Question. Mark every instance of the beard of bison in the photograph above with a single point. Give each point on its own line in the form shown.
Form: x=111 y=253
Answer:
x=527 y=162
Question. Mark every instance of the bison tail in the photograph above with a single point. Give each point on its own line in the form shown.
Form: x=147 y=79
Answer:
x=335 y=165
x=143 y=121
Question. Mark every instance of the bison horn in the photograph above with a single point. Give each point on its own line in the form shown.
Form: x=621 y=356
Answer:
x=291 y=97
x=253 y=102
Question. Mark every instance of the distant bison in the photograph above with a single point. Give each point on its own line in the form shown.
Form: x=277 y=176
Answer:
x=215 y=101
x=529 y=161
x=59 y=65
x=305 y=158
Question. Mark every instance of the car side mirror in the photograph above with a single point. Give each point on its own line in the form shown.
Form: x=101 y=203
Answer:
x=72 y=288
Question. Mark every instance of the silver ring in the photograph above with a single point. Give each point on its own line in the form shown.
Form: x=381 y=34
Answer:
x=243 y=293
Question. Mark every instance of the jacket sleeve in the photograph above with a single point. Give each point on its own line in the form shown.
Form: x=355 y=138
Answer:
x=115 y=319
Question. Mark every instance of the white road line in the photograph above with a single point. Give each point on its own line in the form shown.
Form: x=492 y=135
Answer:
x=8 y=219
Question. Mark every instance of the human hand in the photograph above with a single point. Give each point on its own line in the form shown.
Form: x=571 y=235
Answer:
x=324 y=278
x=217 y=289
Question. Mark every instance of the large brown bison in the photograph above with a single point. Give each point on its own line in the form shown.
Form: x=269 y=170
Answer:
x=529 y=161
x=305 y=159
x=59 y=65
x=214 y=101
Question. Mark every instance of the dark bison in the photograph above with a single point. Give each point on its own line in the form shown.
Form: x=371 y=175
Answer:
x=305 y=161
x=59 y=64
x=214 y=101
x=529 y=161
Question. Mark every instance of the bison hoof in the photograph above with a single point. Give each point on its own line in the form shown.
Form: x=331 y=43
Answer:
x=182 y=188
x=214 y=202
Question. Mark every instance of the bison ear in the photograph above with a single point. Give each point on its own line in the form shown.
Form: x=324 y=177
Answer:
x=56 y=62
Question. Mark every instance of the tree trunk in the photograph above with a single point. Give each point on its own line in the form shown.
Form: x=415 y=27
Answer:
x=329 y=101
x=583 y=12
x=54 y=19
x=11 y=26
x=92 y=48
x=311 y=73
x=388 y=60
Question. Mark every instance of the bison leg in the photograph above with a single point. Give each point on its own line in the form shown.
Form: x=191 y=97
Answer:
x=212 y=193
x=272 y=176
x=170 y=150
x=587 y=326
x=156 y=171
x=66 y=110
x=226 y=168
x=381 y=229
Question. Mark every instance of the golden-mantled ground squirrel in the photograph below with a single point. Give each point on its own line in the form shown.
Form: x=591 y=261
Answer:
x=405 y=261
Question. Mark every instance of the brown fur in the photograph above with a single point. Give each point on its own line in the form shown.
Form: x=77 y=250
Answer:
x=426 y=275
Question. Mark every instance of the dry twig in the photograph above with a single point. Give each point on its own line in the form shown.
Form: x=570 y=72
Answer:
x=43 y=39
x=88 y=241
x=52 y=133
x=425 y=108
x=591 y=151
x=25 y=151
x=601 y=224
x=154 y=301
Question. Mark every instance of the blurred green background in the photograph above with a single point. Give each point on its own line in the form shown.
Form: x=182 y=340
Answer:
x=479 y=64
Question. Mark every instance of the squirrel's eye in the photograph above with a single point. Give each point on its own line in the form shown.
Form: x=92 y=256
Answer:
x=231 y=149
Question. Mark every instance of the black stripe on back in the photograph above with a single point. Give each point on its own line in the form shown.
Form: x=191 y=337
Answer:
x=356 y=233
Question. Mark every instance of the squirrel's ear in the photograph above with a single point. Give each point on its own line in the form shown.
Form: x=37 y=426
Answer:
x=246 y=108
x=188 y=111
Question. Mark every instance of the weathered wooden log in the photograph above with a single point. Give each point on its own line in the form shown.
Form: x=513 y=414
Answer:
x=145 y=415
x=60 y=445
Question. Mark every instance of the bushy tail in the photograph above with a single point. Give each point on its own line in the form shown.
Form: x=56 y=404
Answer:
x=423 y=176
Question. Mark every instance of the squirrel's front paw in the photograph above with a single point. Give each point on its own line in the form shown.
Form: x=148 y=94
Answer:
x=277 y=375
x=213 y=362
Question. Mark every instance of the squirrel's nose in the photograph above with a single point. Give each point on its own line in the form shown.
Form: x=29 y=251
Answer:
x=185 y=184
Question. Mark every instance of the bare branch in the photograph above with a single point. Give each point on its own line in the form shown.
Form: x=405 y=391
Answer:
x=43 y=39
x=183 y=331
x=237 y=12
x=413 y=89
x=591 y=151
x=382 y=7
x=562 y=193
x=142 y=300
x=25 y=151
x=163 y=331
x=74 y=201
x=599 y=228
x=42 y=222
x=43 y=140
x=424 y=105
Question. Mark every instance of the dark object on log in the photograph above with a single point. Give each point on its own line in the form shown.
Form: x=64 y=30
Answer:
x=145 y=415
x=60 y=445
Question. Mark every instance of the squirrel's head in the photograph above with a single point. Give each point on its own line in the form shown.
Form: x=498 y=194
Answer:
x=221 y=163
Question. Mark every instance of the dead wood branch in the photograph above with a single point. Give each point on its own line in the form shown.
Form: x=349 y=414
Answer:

• • • • •

■ Exercise description: Convert all of the records above into a Markdown table with two columns, No. for the row number and Line for the line itself. Leave out any blank lines.

■ Finished exercise:
| No. | Line |
|---|---|
| 1 | Question. Mark every instance of the beard of bison in the photograph above with a single point. Give each point on its own line in the form shown. |
| 2 | Form: x=111 y=253 |
| 3 | Answer: |
| 4 | x=527 y=162 |
| 5 | Question. Mark every instance of the bison tail in the photograph above with a single point. Give each point on its own line in the form shown. |
| 6 | Form: x=147 y=79 |
| 7 | Answer: |
| 8 | x=335 y=165 |
| 9 | x=143 y=121 |
| 10 | Question. Mark every instance of the bison horn in the photograph above with a single point. Give each point on its own line in the form shown. |
| 11 | Form: x=621 y=356 |
| 12 | Answer: |
| 13 | x=291 y=97 |
| 14 | x=253 y=102 |
| 15 | Question. Mark every instance of the distant bison in the photograph above with a single point. Give each point on its own line in the form shown. |
| 16 | Form: x=277 y=176 |
| 17 | Answer: |
| 18 | x=215 y=101 |
| 19 | x=529 y=161 |
| 20 | x=59 y=65 |
| 21 | x=305 y=158 |
| 22 | Question. Mark every instance of the car side mirror in the photograph above with a single point. Give each point on its own line in the form shown. |
| 23 | Form: x=101 y=203 |
| 24 | Answer: |
| 25 | x=72 y=288 |
| 26 | Question. Mark every instance of the silver ring in the photograph above with a single point. Give each point on its own line in the form shown. |
| 27 | Form: x=381 y=34 |
| 28 | Answer: |
| 29 | x=243 y=293 |
| 30 | Question. Mark every instance of the jacket sleeve in the photograph above with a single point. Give each point on its own line in the form shown. |
| 31 | Form: x=355 y=138 |
| 32 | Answer: |
| 33 | x=115 y=319 |
| 34 | Question. Mark every instance of the white road line in the photograph above with a single point. Give each point on its own line in the form shown. |
| 35 | Form: x=492 y=135 |
| 36 | Answer: |
| 37 | x=8 y=219 |
| 38 | Question. Mark every instance of the human hand in the photograph above with a single point. Give each point on its own line in the form shown. |
| 39 | Form: x=571 y=235 |
| 40 | Answer: |
| 41 | x=324 y=278 |
| 42 | x=217 y=289 |
| 43 | Question. Mark every instance of the large brown bison in the photograph above with a single point. Give each point on its own line in the form shown. |
| 44 | Form: x=269 y=170 |
| 45 | Answer: |
| 46 | x=529 y=161 |
| 47 | x=305 y=159 |
| 48 | x=59 y=65 |
| 49 | x=214 y=101 |
| 50 | Question. Mark every instance of the dark bison in the photograph above with a single point. Give each point on its own line in the form shown. |
| 51 | Form: x=371 y=175 |
| 52 | Answer: |
| 53 | x=305 y=161 |
| 54 | x=59 y=64 |
| 55 | x=214 y=101 |
| 56 | x=529 y=161 |
| 57 | Question. Mark every instance of the bison hoof in the photograph above with a single point. Give each point on its own line in the form shown. |
| 58 | Form: x=331 y=43 |
| 59 | Answer: |
| 60 | x=182 y=188 |
| 61 | x=214 y=202 |
| 62 | Question. Mark every instance of the bison ear in the photograph above with a single point. Give each point on its own line in the form shown. |
| 63 | Form: x=324 y=177 |
| 64 | Answer: |
| 65 | x=56 y=62 |
| 66 | Question. Mark every instance of the tree trunk in the photograph above with a single point. Give each point on its own line in the form shown. |
| 67 | Form: x=415 y=27 |
| 68 | Answer: |
| 69 | x=329 y=101 |
| 70 | x=583 y=12 |
| 71 | x=54 y=19 |
| 72 | x=11 y=26 |
| 73 | x=92 y=48 |
| 74 | x=311 y=73 |
| 75 | x=388 y=60 |
| 76 | Question. Mark every instance of the bison leg in the photograph above with a single point. Give each point on its own line in the form shown. |
| 77 | Form: x=191 y=97 |
| 78 | Answer: |
| 79 | x=212 y=193 |
| 80 | x=272 y=176 |
| 81 | x=170 y=150 |
| 82 | x=587 y=326 |
| 83 | x=156 y=171 |
| 84 | x=66 y=110 |
| 85 | x=226 y=168 |
| 86 | x=381 y=229 |
| 87 | Question. Mark every instance of the golden-mantled ground squirrel in the photograph below with a single point. Give each point on its own line in the form shown. |
| 88 | Form: x=591 y=261 |
| 89 | Answer: |
| 90 | x=405 y=261 |
| 91 | Question. Mark every instance of the brown fur in the photograph above with a single point. Give each point on its own line in the form shown. |
| 92 | Form: x=77 y=250 |
| 93 | Answer: |
| 94 | x=426 y=275 |
| 95 | Question. Mark every instance of the dry twig in the photograph above with a single point. Give each point on its own line in the form shown. |
| 96 | Form: x=570 y=72 |
| 97 | Answer: |
| 98 | x=43 y=39 |
| 99 | x=88 y=241 |
| 100 | x=52 y=133 |
| 101 | x=425 y=108 |
| 102 | x=591 y=151 |
| 103 | x=25 y=151 |
| 104 | x=601 y=224 |
| 105 | x=154 y=301 |
| 106 | Question. Mark every instance of the blurred green background in the photograph above with a single point. Give each point on its own line in the form shown. |
| 107 | Form: x=182 y=340 |
| 108 | Answer: |
| 109 | x=479 y=64 |
| 110 | Question. Mark every instance of the squirrel's eye in the photograph above with a single point. Give each point on its own line in the form shown. |
| 111 | Form: x=92 y=256 |
| 112 | Answer: |
| 113 | x=231 y=149 |
| 114 | Question. Mark every instance of the black stripe on back in the photograph above with a single point. Give each point on its own line in the form shown. |
| 115 | Form: x=191 y=337 |
| 116 | Answer: |
| 117 | x=356 y=233 |
| 118 | Question. Mark every instance of the squirrel's ear in the photograph above with a single point. Give each point on its own line in the form shown. |
| 119 | Form: x=37 y=426 |
| 120 | Answer: |
| 121 | x=246 y=108 |
| 122 | x=188 y=111 |
| 123 | Question. Mark every instance of the weathered wooden log in the photograph above with a single point. Give each point on its own line in the form shown. |
| 124 | Form: x=513 y=414 |
| 125 | Answer: |
| 126 | x=145 y=415 |
| 127 | x=60 y=445 |
| 128 | Question. Mark every instance of the bushy tail in the photograph above with a single point. Give each point on its own line in the form shown. |
| 129 | Form: x=56 y=404 |
| 130 | Answer: |
| 131 | x=423 y=176 |
| 132 | Question. Mark every instance of the squirrel's front paw in the photograph above with a single point. Give each point on its own line in the form shown. |
| 133 | Form: x=148 y=94 |
| 134 | Answer: |
| 135 | x=277 y=375 |
| 136 | x=213 y=362 |
| 137 | Question. Mark every instance of the squirrel's nose in the photograph above with a single point. Give each point on its own line in the form shown. |
| 138 | Form: x=29 y=251 |
| 139 | Answer: |
| 140 | x=185 y=184 |
| 141 | Question. Mark every instance of the bare branch in the photograph above with a single point. Give each point on its own line in the form shown. |
| 142 | Form: x=405 y=391 |
| 143 | Answer: |
| 144 | x=43 y=39 |
| 145 | x=183 y=331 |
| 146 | x=237 y=12 |
| 147 | x=413 y=89 |
| 148 | x=591 y=151 |
| 149 | x=382 y=7 |
| 150 | x=562 y=193 |
| 151 | x=142 y=300 |
| 152 | x=25 y=151 |
| 153 | x=163 y=331 |
| 154 | x=74 y=201 |
| 155 | x=599 y=228 |
| 156 | x=42 y=222 |
| 157 | x=43 y=140 |
| 158 | x=424 y=105 |
| 159 | Question. Mark every instance of the dark object on log in the photograph above with a single point. Give each point on its own line in the form shown. |
| 160 | Form: x=64 y=30 |
| 161 | Answer: |
| 162 | x=145 y=415 |
| 163 | x=60 y=445 |
| 164 | Question. Mark every instance of the squirrel's head in the photograph above with a single point. Give each point on its own line in the form shown. |
| 165 | Form: x=498 y=194 |
| 166 | Answer: |
| 167 | x=221 y=163 |
| 168 | Question. Mark every instance of the dead wood branch in the photograph above with a single point. Give each point on its own line in the form shown. |
| 169 | Form: x=349 y=414 |
| 170 | Answer: |